Task directions:
Give again, word for word, every line below from the one that has "Target: rolled sleeve" through the one that has "point: white column", both included, and no others.

Materials provided:

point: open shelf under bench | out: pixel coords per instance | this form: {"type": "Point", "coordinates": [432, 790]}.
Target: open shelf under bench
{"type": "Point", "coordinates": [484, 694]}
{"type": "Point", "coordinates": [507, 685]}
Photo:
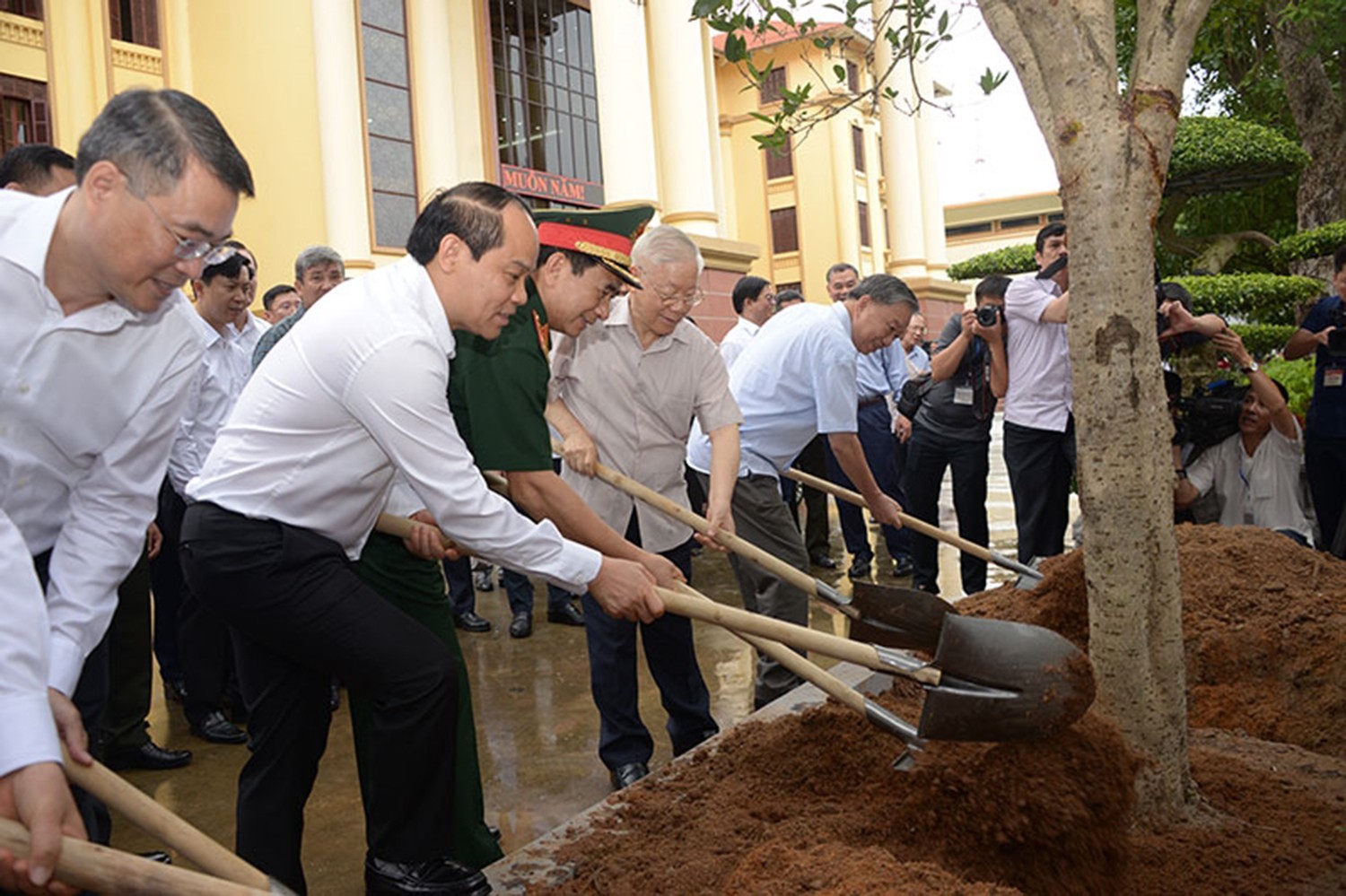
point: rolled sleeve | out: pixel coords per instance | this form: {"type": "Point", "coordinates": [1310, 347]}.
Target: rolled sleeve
{"type": "Point", "coordinates": [411, 422]}
{"type": "Point", "coordinates": [29, 734]}
{"type": "Point", "coordinates": [110, 508]}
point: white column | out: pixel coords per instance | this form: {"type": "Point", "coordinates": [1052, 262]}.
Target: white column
{"type": "Point", "coordinates": [626, 117]}
{"type": "Point", "coordinates": [901, 166]}
{"type": "Point", "coordinates": [686, 140]}
{"type": "Point", "coordinates": [433, 110]}
{"type": "Point", "coordinates": [931, 204]}
{"type": "Point", "coordinates": [341, 134]}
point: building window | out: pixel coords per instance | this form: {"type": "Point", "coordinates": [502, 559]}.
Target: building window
{"type": "Point", "coordinates": [388, 120]}
{"type": "Point", "coordinates": [546, 100]}
{"type": "Point", "coordinates": [780, 161]}
{"type": "Point", "coordinates": [785, 231]}
{"type": "Point", "coordinates": [773, 86]}
{"type": "Point", "coordinates": [26, 8]}
{"type": "Point", "coordinates": [23, 110]}
{"type": "Point", "coordinates": [135, 22]}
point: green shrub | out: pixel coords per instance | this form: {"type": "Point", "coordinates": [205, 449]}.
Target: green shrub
{"type": "Point", "coordinates": [1256, 298]}
{"type": "Point", "coordinates": [1010, 260]}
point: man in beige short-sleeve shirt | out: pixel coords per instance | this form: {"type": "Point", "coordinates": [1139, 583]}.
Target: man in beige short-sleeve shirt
{"type": "Point", "coordinates": [625, 393]}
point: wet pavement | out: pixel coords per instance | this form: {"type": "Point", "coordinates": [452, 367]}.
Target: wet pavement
{"type": "Point", "coordinates": [538, 726]}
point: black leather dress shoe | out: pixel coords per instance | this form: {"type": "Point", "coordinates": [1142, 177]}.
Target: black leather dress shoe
{"type": "Point", "coordinates": [148, 755]}
{"type": "Point", "coordinates": [565, 613]}
{"type": "Point", "coordinates": [218, 729]}
{"type": "Point", "coordinates": [521, 626]}
{"type": "Point", "coordinates": [471, 622]}
{"type": "Point", "coordinates": [441, 876]}
{"type": "Point", "coordinates": [629, 774]}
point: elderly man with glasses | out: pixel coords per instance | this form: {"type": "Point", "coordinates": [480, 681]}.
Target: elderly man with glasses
{"type": "Point", "coordinates": [99, 352]}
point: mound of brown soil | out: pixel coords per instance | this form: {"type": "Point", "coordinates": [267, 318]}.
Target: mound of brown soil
{"type": "Point", "coordinates": [1264, 623]}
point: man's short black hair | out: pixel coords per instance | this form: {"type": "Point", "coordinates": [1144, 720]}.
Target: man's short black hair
{"type": "Point", "coordinates": [231, 266]}
{"type": "Point", "coordinates": [1054, 229]}
{"type": "Point", "coordinates": [581, 261]}
{"type": "Point", "coordinates": [151, 135]}
{"type": "Point", "coordinates": [992, 285]}
{"type": "Point", "coordinates": [746, 290]}
{"type": "Point", "coordinates": [471, 212]}
{"type": "Point", "coordinates": [268, 298]}
{"type": "Point", "coordinates": [30, 164]}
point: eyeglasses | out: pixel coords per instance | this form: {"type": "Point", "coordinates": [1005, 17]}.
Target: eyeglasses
{"type": "Point", "coordinates": [688, 299]}
{"type": "Point", "coordinates": [190, 249]}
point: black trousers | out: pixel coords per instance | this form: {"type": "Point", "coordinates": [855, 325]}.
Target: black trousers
{"type": "Point", "coordinates": [669, 653]}
{"type": "Point", "coordinates": [1041, 463]}
{"type": "Point", "coordinates": [928, 457]}
{"type": "Point", "coordinates": [301, 616]}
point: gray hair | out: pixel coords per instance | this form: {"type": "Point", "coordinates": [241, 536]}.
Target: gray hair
{"type": "Point", "coordinates": [151, 135]}
{"type": "Point", "coordinates": [314, 256]}
{"type": "Point", "coordinates": [665, 245]}
{"type": "Point", "coordinates": [887, 290]}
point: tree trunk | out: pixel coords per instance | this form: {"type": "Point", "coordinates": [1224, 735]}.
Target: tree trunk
{"type": "Point", "coordinates": [1112, 153]}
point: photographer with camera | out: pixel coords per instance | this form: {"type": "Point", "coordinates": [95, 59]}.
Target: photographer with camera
{"type": "Point", "coordinates": [1254, 473]}
{"type": "Point", "coordinates": [969, 371]}
{"type": "Point", "coordinates": [1324, 333]}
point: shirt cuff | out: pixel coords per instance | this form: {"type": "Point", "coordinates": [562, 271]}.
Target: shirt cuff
{"type": "Point", "coordinates": [30, 734]}
{"type": "Point", "coordinates": [65, 665]}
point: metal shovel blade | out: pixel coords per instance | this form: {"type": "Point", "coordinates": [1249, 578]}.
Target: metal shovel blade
{"type": "Point", "coordinates": [1004, 681]}
{"type": "Point", "coordinates": [898, 616]}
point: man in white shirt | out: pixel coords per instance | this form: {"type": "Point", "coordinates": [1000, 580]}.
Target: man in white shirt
{"type": "Point", "coordinates": [291, 491]}
{"type": "Point", "coordinates": [753, 303]}
{"type": "Point", "coordinates": [97, 354]}
{"type": "Point", "coordinates": [1039, 431]}
{"type": "Point", "coordinates": [793, 382]}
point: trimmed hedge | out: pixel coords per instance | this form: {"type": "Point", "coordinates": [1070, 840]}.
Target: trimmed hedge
{"type": "Point", "coordinates": [1257, 298]}
{"type": "Point", "coordinates": [1010, 260]}
{"type": "Point", "coordinates": [1313, 244]}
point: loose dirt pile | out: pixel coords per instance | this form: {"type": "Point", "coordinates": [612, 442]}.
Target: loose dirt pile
{"type": "Point", "coordinates": [1264, 623]}
{"type": "Point", "coordinates": [810, 804]}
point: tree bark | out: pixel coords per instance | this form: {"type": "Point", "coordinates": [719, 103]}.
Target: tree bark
{"type": "Point", "coordinates": [1112, 153]}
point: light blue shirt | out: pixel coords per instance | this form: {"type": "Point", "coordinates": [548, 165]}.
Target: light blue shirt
{"type": "Point", "coordinates": [793, 381]}
{"type": "Point", "coordinates": [880, 371]}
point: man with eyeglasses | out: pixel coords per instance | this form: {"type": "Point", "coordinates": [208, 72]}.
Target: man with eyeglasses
{"type": "Point", "coordinates": [627, 389]}
{"type": "Point", "coordinates": [97, 355]}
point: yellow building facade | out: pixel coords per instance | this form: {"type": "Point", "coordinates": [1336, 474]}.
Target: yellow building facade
{"type": "Point", "coordinates": [352, 112]}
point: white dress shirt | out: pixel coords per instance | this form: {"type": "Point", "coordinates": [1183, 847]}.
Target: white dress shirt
{"type": "Point", "coordinates": [794, 379]}
{"type": "Point", "coordinates": [353, 393]}
{"type": "Point", "coordinates": [218, 382]}
{"type": "Point", "coordinates": [88, 408]}
{"type": "Point", "coordinates": [1039, 392]}
{"type": "Point", "coordinates": [737, 339]}
{"type": "Point", "coordinates": [637, 404]}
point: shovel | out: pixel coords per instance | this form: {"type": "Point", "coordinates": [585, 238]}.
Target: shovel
{"type": "Point", "coordinates": [1028, 576]}
{"type": "Point", "coordinates": [891, 616]}
{"type": "Point", "coordinates": [990, 680]}
{"type": "Point", "coordinates": [153, 818]}
{"type": "Point", "coordinates": [109, 871]}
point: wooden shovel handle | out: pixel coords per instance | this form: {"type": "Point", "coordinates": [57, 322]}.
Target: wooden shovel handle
{"type": "Point", "coordinates": [158, 821]}
{"type": "Point", "coordinates": [789, 634]}
{"type": "Point", "coordinates": [907, 519]}
{"type": "Point", "coordinates": [109, 871]}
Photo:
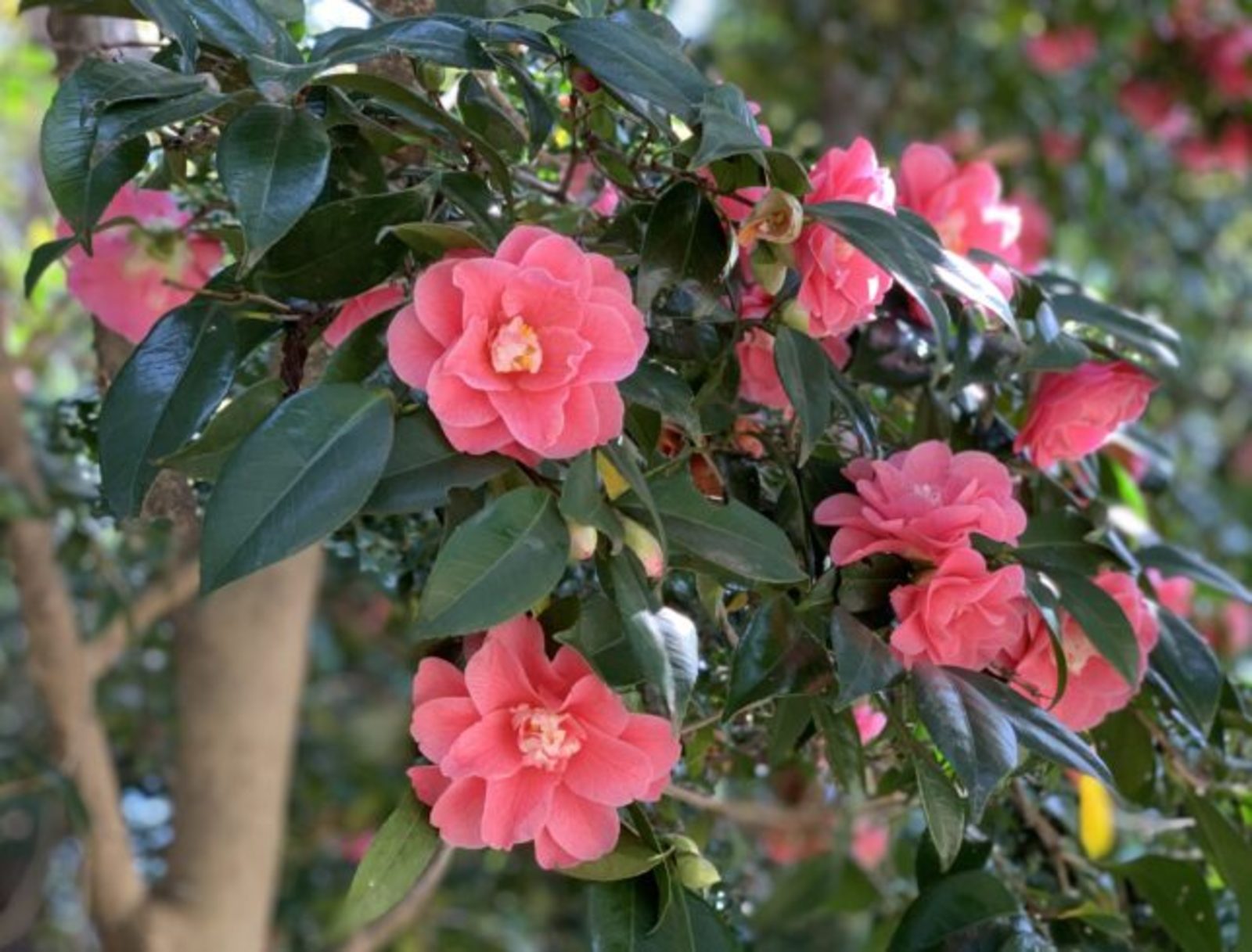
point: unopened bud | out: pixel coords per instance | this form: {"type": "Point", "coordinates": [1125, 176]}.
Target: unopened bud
{"type": "Point", "coordinates": [778, 217]}
{"type": "Point", "coordinates": [615, 483]}
{"type": "Point", "coordinates": [795, 317]}
{"type": "Point", "coordinates": [582, 541]}
{"type": "Point", "coordinates": [645, 546]}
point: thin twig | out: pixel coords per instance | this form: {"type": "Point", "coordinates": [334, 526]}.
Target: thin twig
{"type": "Point", "coordinates": [169, 592]}
{"type": "Point", "coordinates": [404, 914]}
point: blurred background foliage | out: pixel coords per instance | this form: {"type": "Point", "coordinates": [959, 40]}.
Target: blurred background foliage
{"type": "Point", "coordinates": [1127, 218]}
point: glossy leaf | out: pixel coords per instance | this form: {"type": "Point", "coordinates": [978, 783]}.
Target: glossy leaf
{"type": "Point", "coordinates": [423, 467]}
{"type": "Point", "coordinates": [496, 565]}
{"type": "Point", "coordinates": [400, 852]}
{"type": "Point", "coordinates": [949, 906]}
{"type": "Point", "coordinates": [162, 396]}
{"type": "Point", "coordinates": [297, 478]}
{"type": "Point", "coordinates": [272, 162]}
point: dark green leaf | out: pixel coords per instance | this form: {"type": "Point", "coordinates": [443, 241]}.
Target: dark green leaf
{"type": "Point", "coordinates": [949, 906]}
{"type": "Point", "coordinates": [1180, 899]}
{"type": "Point", "coordinates": [805, 372]}
{"type": "Point", "coordinates": [398, 853]}
{"type": "Point", "coordinates": [294, 480]}
{"type": "Point", "coordinates": [1189, 666]}
{"type": "Point", "coordinates": [863, 659]}
{"type": "Point", "coordinates": [775, 656]}
{"type": "Point", "coordinates": [685, 239]}
{"type": "Point", "coordinates": [1231, 855]}
{"type": "Point", "coordinates": [423, 467]}
{"type": "Point", "coordinates": [496, 565]}
{"type": "Point", "coordinates": [730, 537]}
{"type": "Point", "coordinates": [1102, 621]}
{"type": "Point", "coordinates": [976, 737]}
{"type": "Point", "coordinates": [944, 810]}
{"type": "Point", "coordinates": [335, 252]}
{"type": "Point", "coordinates": [162, 396]}
{"type": "Point", "coordinates": [272, 162]}
{"type": "Point", "coordinates": [1174, 561]}
{"type": "Point", "coordinates": [635, 65]}
{"type": "Point", "coordinates": [204, 458]}
{"type": "Point", "coordinates": [1036, 728]}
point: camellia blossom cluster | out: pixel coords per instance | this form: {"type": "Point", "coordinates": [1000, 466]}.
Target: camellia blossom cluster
{"type": "Point", "coordinates": [529, 749]}
{"type": "Point", "coordinates": [141, 269]}
{"type": "Point", "coordinates": [926, 505]}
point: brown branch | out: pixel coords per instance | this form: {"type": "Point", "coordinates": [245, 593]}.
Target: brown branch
{"type": "Point", "coordinates": [404, 914]}
{"type": "Point", "coordinates": [166, 595]}
{"type": "Point", "coordinates": [59, 670]}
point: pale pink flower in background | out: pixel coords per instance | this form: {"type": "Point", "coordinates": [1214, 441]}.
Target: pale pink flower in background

Completed exercise:
Target: rolled sleeve
{"type": "Point", "coordinates": [411, 422]}
{"type": "Point", "coordinates": [29, 734]}
{"type": "Point", "coordinates": [110, 508]}
point: white column | out: pixel coords per instance | this form: {"type": "Point", "coordinates": [1052, 262]}.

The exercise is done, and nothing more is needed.